● ASSIGNMENT:
Your task is to retype every entry exactly while omitting the pictures.

(Point localization data)
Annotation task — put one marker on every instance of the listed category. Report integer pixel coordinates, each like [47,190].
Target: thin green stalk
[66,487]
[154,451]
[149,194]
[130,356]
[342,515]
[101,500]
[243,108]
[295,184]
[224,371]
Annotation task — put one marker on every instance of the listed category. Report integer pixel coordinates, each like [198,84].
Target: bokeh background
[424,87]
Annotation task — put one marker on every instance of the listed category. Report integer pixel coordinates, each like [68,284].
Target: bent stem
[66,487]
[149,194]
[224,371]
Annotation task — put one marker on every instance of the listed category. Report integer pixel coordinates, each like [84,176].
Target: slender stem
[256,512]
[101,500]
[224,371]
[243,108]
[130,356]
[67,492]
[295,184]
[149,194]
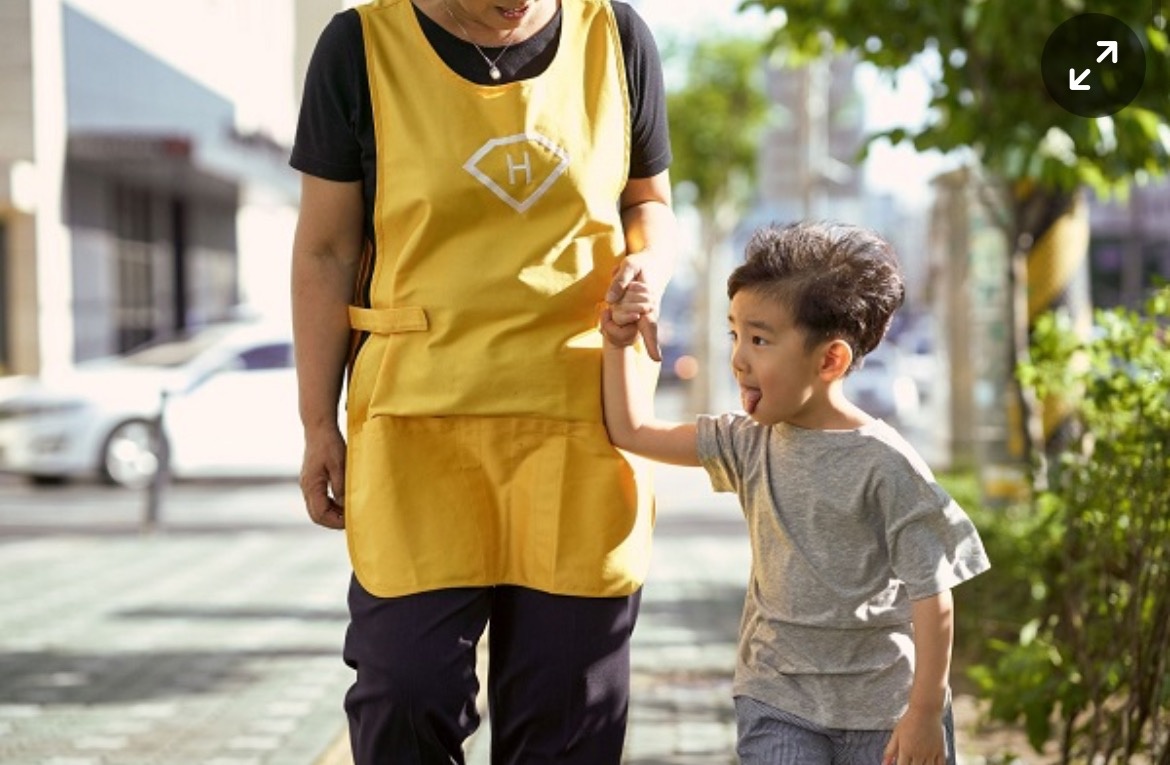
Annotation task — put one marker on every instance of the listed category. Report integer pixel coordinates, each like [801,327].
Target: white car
[231,409]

● TASK RESULT:
Annotation task — put one marker on every instance of the listed category. Report integer pixel coordinates, each like [47,190].
Target: thin green stalk
[66,487]
[154,451]
[149,194]
[130,356]
[342,515]
[101,500]
[243,108]
[295,184]
[224,371]
Annotation task — put one marker on every instance of the listed category. Report integer pixel coordinates, each like [198,84].
Target: bokeh background
[424,87]
Annotation task — put one marker on every instance of the listed category. Report integer pixel coordinates, each like [68,284].
Target: bent stem
[66,487]
[149,194]
[224,371]
Annotation task — put one marker on every instance of the listed category. Report integer pixel coordinates, each like [84,176].
Target: slender stem
[256,512]
[101,500]
[224,371]
[243,108]
[130,356]
[67,492]
[295,184]
[149,194]
Annotation task — put one marker on every instance of the listed category. Report integer pixel coordinates, each like [801,327].
Target: white car
[231,409]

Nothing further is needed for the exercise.